**Written task 1**
Repeat word for word every line of the records that come after the text on Giulio Dalla Rosa, leaving out the pictures.

- Church: Catholic Church
- Diocese: Diocese Borgo San Donnino
- In office: 25 July 1698 – 31 December 1699
- Predecessor: Nicolò Caranza
- Successor: Alessandro Roncovieri

Orders
- Ordination: 6 June 1666
- Consecration: 25 July 1698 by Emmanuel-Theódose de la Tour d'Auvergne de Bouillon

Personal details
- Born: 10 October 1642 Parma, Italy
- Died: 31 December 1699 (age 57) Borgo San Donnino, Italy

= Giulio Dalla Rosa =

17th-century Catholic bishop

Giulio Dalla Rosa or Giulio Della Rosa (10 October 1642 – 31 December 1699) was a Roman Catholic prelate who served as Bishop of Borgo San Donnino from 1698 to 1699.

**Written task 2**
Copy the part of the text on Giulio Dalla Rosa from "17th-century Catholic bishop" up to and including "1698 to 1699.", word for word.

**Provided records**
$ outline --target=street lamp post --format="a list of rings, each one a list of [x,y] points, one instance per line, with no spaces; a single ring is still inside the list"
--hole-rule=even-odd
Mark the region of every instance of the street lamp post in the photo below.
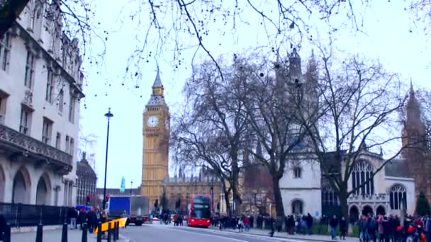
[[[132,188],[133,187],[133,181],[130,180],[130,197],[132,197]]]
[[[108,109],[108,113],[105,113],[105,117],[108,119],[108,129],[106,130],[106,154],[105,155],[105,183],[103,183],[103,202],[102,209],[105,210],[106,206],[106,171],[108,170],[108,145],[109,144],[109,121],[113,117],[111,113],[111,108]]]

**Exercise result 1**
$ outline --target=street lamp post --format="a list of rings, each one a list of [x,y] points, one instance per line, with no spaces; a single ring is still inside the list"
--hole-rule=even-odd
Mark the region of every instance of the street lamp post in the photo below.
[[[132,188],[133,187],[133,181],[130,180],[130,197],[132,197]]]
[[[108,109],[108,113],[105,113],[105,117],[108,119],[108,129],[106,130],[106,154],[105,155],[105,183],[103,183],[103,202],[102,209],[105,210],[106,206],[106,171],[108,170],[108,145],[109,144],[109,121],[113,117],[111,113],[111,108]]]

**Exercise result 2**
17th-century Catholic bishop

Giulio Dalla Rosa or Giulio Della Rosa (10 October 1642 – 31 December 1699) was a Roman Catholic prelate who served as Bishop of Borgo San Donnino from 1698 to 1699.